-- TO DO --
Repeat the material verbatim. Images are excluded from the copy.

** begin ROWS **

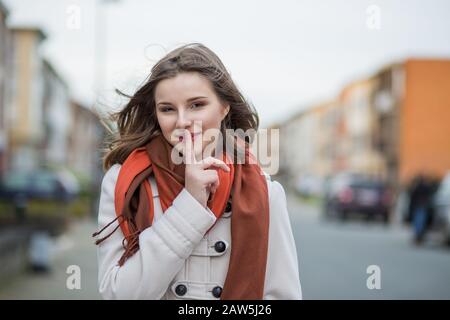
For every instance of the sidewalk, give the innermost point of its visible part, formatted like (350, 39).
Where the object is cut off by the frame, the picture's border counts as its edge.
(76, 247)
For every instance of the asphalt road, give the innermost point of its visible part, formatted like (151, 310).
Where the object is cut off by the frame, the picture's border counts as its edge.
(334, 257)
(333, 262)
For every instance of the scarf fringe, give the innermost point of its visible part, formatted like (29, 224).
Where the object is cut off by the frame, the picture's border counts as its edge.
(132, 240)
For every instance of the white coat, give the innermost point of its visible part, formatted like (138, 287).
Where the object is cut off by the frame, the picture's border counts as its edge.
(177, 260)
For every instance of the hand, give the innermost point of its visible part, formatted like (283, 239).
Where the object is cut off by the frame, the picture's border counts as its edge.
(200, 181)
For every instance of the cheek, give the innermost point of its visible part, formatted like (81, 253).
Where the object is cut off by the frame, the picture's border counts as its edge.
(213, 120)
(166, 125)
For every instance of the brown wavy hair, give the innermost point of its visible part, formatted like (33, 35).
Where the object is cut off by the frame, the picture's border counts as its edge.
(137, 123)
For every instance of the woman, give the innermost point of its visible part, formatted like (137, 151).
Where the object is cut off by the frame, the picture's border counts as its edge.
(185, 217)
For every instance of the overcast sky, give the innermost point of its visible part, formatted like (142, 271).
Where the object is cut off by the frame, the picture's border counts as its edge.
(283, 55)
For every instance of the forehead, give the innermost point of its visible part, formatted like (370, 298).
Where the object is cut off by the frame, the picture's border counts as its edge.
(182, 87)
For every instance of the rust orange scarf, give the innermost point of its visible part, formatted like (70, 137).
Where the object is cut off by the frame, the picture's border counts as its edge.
(250, 206)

** end ROWS **

-- WRITTEN ANSWER --
For every instance of the sidewalk, give the innermost point of its visible part, formatted like (350, 39).
Where the object is cut off by the frame, the picture's border counts as its edge.
(76, 247)
For every instance of the asphalt road, give the innermost point of its visible part, formatted like (151, 310).
Where the object is cut off by the frame, the picture's border counts as its edge.
(334, 257)
(333, 262)
For every instance of the scarf fringe, give the innermost point of its visible part, formatted like (29, 224).
Where the object is cut off by the frame, the picture's border counts as its edge.
(132, 240)
For every instance of the white coat, give the innermost point of its visible part, formatted like (138, 287).
Where the object is cut off by the frame, the picture's border counts as its edge.
(177, 260)
For every instance of the hand, give the innermost point of its visible part, formatted like (283, 239).
Where the object is cut off by the frame, the picture's border counts as its edge.
(200, 181)
For every instance of the cheek, give the innermost point of its visible part, formatted like (81, 253).
Where the object is cut off by the frame, the picture's border counts as its edge.
(213, 120)
(166, 125)
For every instance of the brown wavy hair, give the innermost point of its visible part, formatted like (33, 35).
Where the object is cut off by the frame, the picture's border counts as its edge.
(137, 123)
For every instance of the woman, give the innermost point of its visible part, formatted like (137, 151).
Where the object is cut off by the frame, the picture's border counts as its edge.
(185, 217)
For every instance of the overcast sky, give the innermost point of its visible part, formatted like (142, 271).
Where the object is cut off by the frame, the picture's border counts as its edge.
(283, 55)
For every instance of the forehead, give the innermost point of its visible part, formatted like (370, 298).
Where the object is cut off by the frame, the picture's border counts as its edge.
(182, 87)
For every instance of the rust orange scarf, give the innermost point of its visible part, formatted like (70, 137).
Where the object is cut off by the frame, the picture's border counts as its edge.
(250, 206)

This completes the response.